§ **SUPPLIED TEXT**
-- begin --
Streeter, who was worth £201 million ($389 million) last year, recognises the difficulties faced by the few women who are in senior business roles. "Often there's nobody to talk to who's in the same position as you," she says. "You become pretty adept at making very quick decisions."
For this reason female-led businesses can be appealing to some investors. "A lot of male-led businesses often got caught up in the spreadsheets or the exuberance of what they could become, whereas a female founder often says, 'I have to earn the right to ask for money'," says Seb Dovey, who co-founded the wealth manager Scorpio Partnership and sits on the board of Angel Academe, which focuses on female founders and investors. This view is backed up by the numbers. Women-led start-ups generate 78 cents of revenue per dollar invested compared with 31 cents for men, according to a 2018 report by Boston Consulting Group.
For the White Company's Chrissie Rucker, who first appeared on the list in 2007, the goal has always been for "strong and safe growth". Rucker, 52, established the retailer 27 years ago with £6,000 ($11,000) of inheritance from her grandmother. Today she is one half of a retail power couple — her husband, Nick Wheeler, runs the menswear chain Charles Tyrwhitt. "With no outside investors, we have had to operate within the boundaries of our own cash flow and lending from the bank," she says. "So every penny has had to be spent carefully."
The success of the likes of Bestwick, Choi, Streeter and Rucker offers hope for more women at the top of future Rich Lists. A report by Beauhurst, which compiles data on high-growth companies, offers grounds for optimism. The average age of companies founded by women is four years younger than those founded by men — suggesting an increase in the pipeline of female entrepreneurs not yet fully captured by the Rich List.
-- end --
§ **INFORMATION PROVIDED**
-- begin --
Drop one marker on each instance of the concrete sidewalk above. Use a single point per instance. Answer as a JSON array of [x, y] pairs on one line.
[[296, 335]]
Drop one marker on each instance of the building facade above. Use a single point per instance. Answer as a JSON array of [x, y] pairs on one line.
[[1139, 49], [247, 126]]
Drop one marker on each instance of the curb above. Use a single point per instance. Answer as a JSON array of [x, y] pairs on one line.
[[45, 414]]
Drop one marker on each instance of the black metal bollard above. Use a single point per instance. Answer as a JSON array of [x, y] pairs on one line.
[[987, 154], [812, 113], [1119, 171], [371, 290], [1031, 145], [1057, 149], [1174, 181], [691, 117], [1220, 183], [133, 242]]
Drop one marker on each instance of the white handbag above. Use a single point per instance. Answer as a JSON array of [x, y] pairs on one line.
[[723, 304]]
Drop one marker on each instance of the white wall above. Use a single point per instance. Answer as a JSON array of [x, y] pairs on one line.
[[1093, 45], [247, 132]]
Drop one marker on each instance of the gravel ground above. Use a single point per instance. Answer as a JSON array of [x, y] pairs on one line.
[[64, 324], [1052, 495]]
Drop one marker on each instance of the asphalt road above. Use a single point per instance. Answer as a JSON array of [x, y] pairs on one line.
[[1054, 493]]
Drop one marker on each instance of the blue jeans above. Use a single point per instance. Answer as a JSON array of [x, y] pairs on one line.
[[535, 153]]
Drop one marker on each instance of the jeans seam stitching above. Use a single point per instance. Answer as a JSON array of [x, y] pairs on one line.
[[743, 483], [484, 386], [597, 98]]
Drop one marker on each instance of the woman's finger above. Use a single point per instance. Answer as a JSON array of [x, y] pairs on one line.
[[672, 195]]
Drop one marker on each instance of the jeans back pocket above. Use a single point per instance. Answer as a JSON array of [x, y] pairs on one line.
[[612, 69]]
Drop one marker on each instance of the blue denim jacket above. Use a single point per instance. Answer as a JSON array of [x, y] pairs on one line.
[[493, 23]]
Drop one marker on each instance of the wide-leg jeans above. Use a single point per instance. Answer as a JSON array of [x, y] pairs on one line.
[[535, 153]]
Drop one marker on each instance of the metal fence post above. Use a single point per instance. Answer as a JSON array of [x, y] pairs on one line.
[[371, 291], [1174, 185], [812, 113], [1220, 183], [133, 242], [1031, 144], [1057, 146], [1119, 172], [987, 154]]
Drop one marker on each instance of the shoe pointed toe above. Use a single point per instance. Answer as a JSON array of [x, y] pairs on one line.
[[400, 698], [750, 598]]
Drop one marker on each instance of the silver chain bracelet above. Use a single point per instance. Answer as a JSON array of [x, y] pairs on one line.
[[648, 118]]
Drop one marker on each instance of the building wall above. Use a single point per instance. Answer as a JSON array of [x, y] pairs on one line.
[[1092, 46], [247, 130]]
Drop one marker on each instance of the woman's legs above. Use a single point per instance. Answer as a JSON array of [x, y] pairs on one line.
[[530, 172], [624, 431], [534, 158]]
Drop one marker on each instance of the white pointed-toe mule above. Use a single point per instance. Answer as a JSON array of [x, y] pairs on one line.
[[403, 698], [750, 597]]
-- end --
§ **REQUIRED TASK A**
Answer these questions about the article on women founders and the Rich List:
(i) How much was Streeter worth last year, in pounds?
(ii) How much money from her grandmother did Rucker use to set up her retailer?
(iii) According to the 2018 Boston Consulting Group report, how much revenue do women-led start-ups generate per dollar invested?
§ **REQUIRED TASK B**
In the article on women founders and the Rich List, write out the passage from "For this reason" to "Boston Consulting Group." again, putting "figures" in place of "spreadsheets".
§ **REQUIRED TASK C**
Carry on the article about women founders and the Rich List from the point where it stops.

§ **RESULT A**
(i) £201 million
(ii) £6,000
(iii) 78 cents

§ **RESULT B**
For this reason female-led businesses can be appealing to some investors. "A lot of male-led businesses often got caught up in the figures or the exuberance of what they could become, whereas a female founder often says, 'I have to earn the right to ask for money'," says Seb Dovey, who co-founded the wealth manager Scorpio Partnership and sits on the board of Angel Academe, which focuses on female founders and investors. This view is backed up by the numbers. Women-led start-ups generate 78 cents of revenue per dollar invested compared with 31 cents for men, according to a 2018 report by Boston Consulting Group.

§ **RESULT C**
"Entrepreneurship has become much more fashionable," says Sarah Turner, chief executive and co-founder of Angel Academe. "MBAs, which used to turn out consultants and bankers, are very much geared towards entrepreneurship. The word is out."
Eva Lindholm, head of UBS Wealth Management for the UK and Jersey, says women today are creating wealth at an "unprecedented rate". "They're doing that through their own employment, as women get better represented in the workforce … and women are also starting businesses at admirable rates," she explains. "Women's wealth driven by this entrepreneurial component is set to double every decade for the next couple of decades."
However, there is a common factor with many of these successful female entrepreneurs: a supportive partner. "What I hear from quite a lot of women who managed to make it work is that they married well," Lindholm says, "and by well, I mean they've married or partnered with somebody who is supportive of their careers, and is inclined to share in the family's responsibilities."
For Savova, the key to success is perseverance. "There are times when it will feel really, really hard and tough," she says. "But, you know, if it was really easy, someone else would already be doing it."
A sentiment that would be endorsed by the person most likely to be Britain's next self-made female billionaire: author Joanne Rowling. With a fortune of £820 million ($1.5 billion) and rising, Rowling had Harry Potter and the Philosopher's Stone rejected by 12 publishers before Bloomsbury accepted it, opening the door for her boy wizard to conjure up a literary fortune.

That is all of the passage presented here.